### Exercise requirements
Take the line that contains "Please locate the navy" and all lines after it, up to and including the last line of the data, and write them out exactly; nothing else belongs in the answer.

[Position identification records]
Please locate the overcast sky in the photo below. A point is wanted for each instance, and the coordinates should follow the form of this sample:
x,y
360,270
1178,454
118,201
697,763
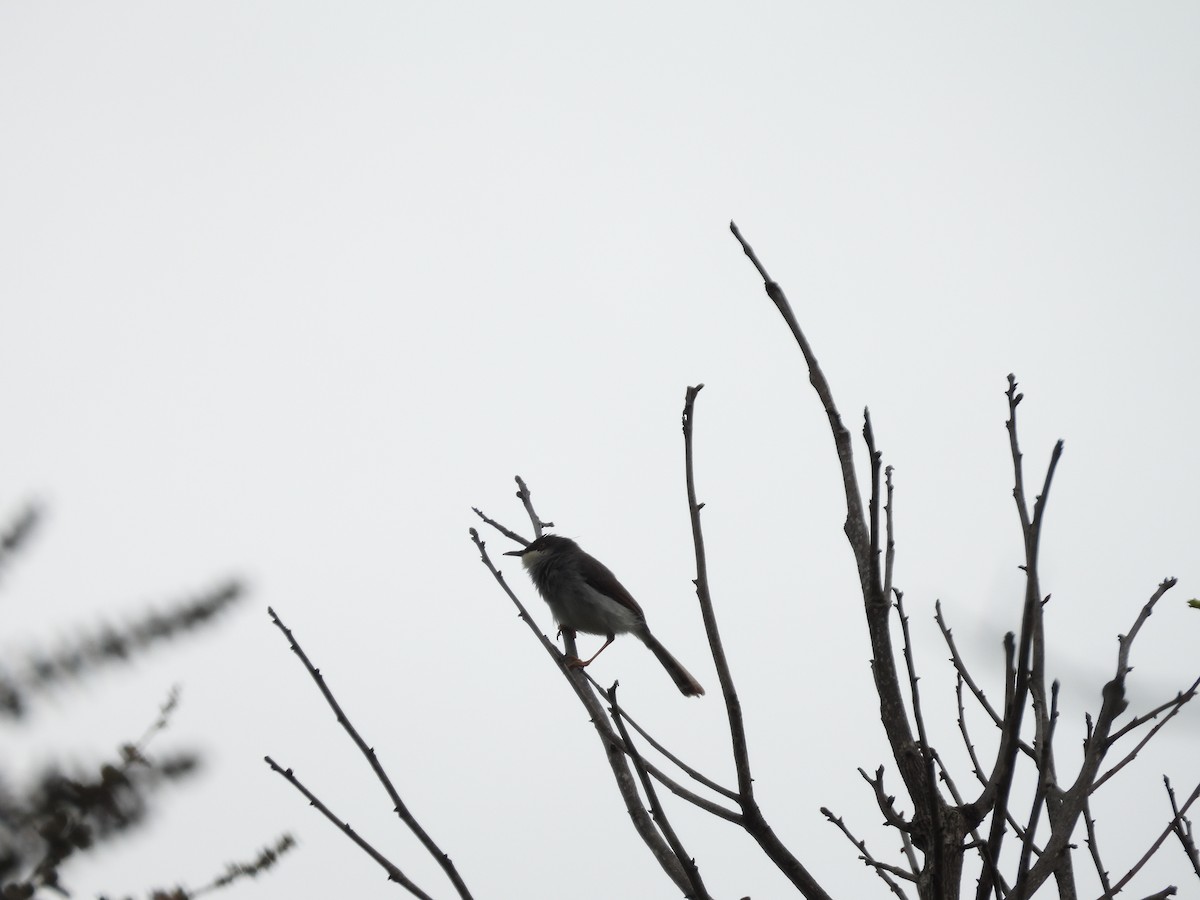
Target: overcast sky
x,y
288,287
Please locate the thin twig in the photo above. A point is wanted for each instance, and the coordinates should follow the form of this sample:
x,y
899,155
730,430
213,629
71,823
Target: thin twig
x,y
657,811
1045,783
1173,705
883,870
1183,829
18,531
754,821
394,873
961,669
401,809
695,774
1158,841
507,532
527,501
934,799
1095,850
892,816
610,741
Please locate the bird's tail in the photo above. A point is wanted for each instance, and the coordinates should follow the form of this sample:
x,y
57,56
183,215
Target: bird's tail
x,y
688,685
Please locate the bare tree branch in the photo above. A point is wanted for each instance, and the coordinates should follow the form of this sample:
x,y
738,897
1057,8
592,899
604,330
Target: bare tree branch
x,y
883,870
1095,850
1183,829
1158,841
527,501
754,821
660,816
369,753
394,871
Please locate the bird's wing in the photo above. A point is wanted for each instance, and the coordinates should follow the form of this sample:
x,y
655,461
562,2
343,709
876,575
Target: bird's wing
x,y
598,576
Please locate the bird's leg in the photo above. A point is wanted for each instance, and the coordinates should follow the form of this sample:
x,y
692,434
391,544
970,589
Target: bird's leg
x,y
575,663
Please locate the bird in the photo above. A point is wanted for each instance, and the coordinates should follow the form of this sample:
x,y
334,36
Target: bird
x,y
585,595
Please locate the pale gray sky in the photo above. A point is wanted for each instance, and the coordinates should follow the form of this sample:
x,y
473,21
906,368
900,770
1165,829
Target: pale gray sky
x,y
289,286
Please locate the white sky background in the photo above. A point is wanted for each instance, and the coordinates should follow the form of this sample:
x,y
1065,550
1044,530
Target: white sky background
x,y
288,287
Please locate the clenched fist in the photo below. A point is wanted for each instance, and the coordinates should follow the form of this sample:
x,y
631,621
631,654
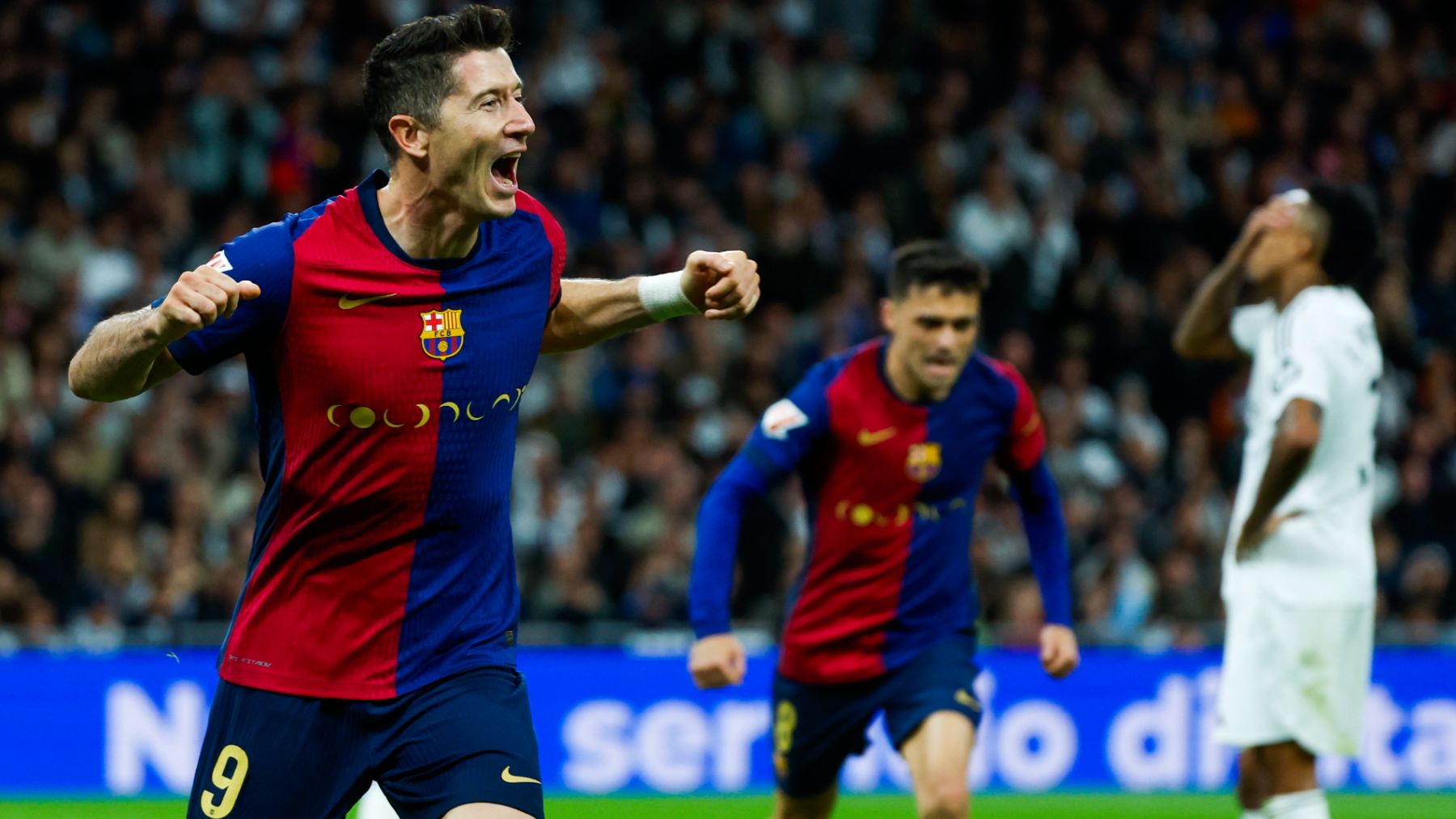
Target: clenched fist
x,y
198,298
721,285
717,661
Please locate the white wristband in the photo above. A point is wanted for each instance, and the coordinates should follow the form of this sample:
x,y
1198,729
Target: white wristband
x,y
662,296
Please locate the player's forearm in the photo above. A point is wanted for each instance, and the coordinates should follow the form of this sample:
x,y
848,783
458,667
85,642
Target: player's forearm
x,y
1048,540
595,310
121,358
1203,332
1289,456
717,549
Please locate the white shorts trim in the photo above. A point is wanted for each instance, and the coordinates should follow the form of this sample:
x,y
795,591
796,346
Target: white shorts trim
x,y
1295,673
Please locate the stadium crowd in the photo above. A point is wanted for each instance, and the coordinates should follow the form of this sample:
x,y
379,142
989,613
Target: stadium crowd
x,y
1098,158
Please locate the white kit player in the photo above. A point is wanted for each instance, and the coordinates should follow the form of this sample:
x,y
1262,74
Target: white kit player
x,y
1299,564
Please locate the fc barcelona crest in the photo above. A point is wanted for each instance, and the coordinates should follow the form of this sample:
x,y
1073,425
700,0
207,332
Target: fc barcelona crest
x,y
924,462
443,333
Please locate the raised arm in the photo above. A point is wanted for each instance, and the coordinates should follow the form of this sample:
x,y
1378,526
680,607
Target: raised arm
x,y
1204,329
720,285
127,354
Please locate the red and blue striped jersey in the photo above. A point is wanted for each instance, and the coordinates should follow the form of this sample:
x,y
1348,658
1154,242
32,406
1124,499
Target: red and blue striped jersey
x,y
386,393
891,493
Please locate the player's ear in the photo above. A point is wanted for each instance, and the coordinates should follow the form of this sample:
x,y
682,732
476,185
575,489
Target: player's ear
x,y
409,134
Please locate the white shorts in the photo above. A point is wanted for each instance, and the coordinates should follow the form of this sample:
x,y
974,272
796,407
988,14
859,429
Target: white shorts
x,y
1295,673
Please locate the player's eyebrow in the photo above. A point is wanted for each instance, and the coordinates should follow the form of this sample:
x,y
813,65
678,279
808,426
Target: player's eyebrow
x,y
502,91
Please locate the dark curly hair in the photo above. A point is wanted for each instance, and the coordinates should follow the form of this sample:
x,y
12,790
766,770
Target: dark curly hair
x,y
935,262
413,70
1353,251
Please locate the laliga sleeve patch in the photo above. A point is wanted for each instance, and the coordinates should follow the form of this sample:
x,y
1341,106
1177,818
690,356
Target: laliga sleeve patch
x,y
782,418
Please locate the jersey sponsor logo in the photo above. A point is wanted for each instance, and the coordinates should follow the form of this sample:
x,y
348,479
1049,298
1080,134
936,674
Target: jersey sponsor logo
x,y
349,303
782,418
507,775
868,438
862,515
364,416
443,333
924,462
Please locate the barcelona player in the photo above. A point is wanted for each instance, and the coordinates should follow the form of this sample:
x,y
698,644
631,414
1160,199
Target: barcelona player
x,y
890,442
389,335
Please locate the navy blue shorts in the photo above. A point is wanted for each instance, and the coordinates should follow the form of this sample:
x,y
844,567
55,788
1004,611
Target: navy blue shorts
x,y
815,728
466,738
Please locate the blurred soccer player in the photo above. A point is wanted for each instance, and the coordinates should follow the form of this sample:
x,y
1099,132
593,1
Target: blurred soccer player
x,y
890,441
1299,564
389,335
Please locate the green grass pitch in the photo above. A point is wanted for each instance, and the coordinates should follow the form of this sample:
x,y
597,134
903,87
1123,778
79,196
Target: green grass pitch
x,y
989,806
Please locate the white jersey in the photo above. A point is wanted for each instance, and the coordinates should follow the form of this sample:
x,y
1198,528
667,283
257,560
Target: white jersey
x,y
1323,348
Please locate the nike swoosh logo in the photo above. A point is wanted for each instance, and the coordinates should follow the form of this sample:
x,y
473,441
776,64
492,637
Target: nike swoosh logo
x,y
347,303
868,438
513,779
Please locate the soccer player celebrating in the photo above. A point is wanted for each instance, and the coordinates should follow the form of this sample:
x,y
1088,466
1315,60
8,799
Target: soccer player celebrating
x,y
1299,564
389,333
890,441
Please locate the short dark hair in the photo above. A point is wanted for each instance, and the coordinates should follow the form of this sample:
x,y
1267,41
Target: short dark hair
x,y
413,70
932,262
1353,249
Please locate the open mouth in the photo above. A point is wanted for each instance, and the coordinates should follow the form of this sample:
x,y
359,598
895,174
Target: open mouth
x,y
502,172
941,364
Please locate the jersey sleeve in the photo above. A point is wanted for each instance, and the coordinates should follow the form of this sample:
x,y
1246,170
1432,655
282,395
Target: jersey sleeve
x,y
553,234
791,425
262,256
1305,344
1026,437
1250,322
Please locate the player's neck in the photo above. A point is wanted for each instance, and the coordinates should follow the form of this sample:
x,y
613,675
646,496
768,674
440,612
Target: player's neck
x,y
422,220
1295,281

### Result of this exercise
Please locate the navy blue shorts in the photo above. A point is wanted for each instance, and the coordinates should follow the form of this sample:
x,y
844,567
55,788
1004,611
Target: navy blue shorts
x,y
815,728
466,738
Please locate the blurred soccer player in the photo above. A point is wanted for each instance, and the coordinates should follow the form of this sample:
x,y
1099,132
593,1
Target: blurred soccer player
x,y
890,441
1299,564
389,335
Please locate the green grass pitch in the photo above. A point is wanted for each instance, and the coordinates should follow the form of this sample:
x,y
597,134
903,87
1123,778
79,196
Target: green grass pitch
x,y
989,806
Please locate the white jersey in the photo above. A point is wanted for each instance, and the coordinates should follow the form of this sample:
x,y
1198,528
667,283
257,560
Target: white jersey
x,y
1323,348
Please locate the nike swoosh logo in the photo above. A point is wanted for each instance, and the coordinates should follow the form of this sample:
x,y
473,441
776,64
492,637
Target: nike swoosh logo
x,y
347,303
868,438
513,779
Please locate the soccer player celebrating in the photo above. A point is wanted for each instance, and the coordinates should follow the form of this sample:
x,y
1088,466
1315,60
8,799
Target: soccer player celebrating
x,y
1299,564
389,333
890,441
Please locate the short dark hair in the photo above. A point is wanted for each instance, and the coordinates should follow the form of this sample:
x,y
1267,41
Target: short dark hair
x,y
413,70
932,262
1353,249
Please locate the open mouth in the photo above. A point is wanted for each instance, and the coordinates should follow the form of this sample:
x,y
359,598
895,174
Target: open mouth
x,y
502,172
941,364
Please locate the jersey sleeve in the photo above. A point is wanted for each instance, and the coordinates should follow the form of this sample:
x,y
1246,170
1432,655
282,395
Target: jersey sleeve
x,y
553,234
791,425
262,256
1305,344
1026,437
1250,322
Please locate the player's neck in the photo above. A point is wanted for each instance, and the coordinates should follow the form of this sample:
x,y
613,675
646,496
768,674
440,612
Target: player's neck
x,y
422,220
1295,281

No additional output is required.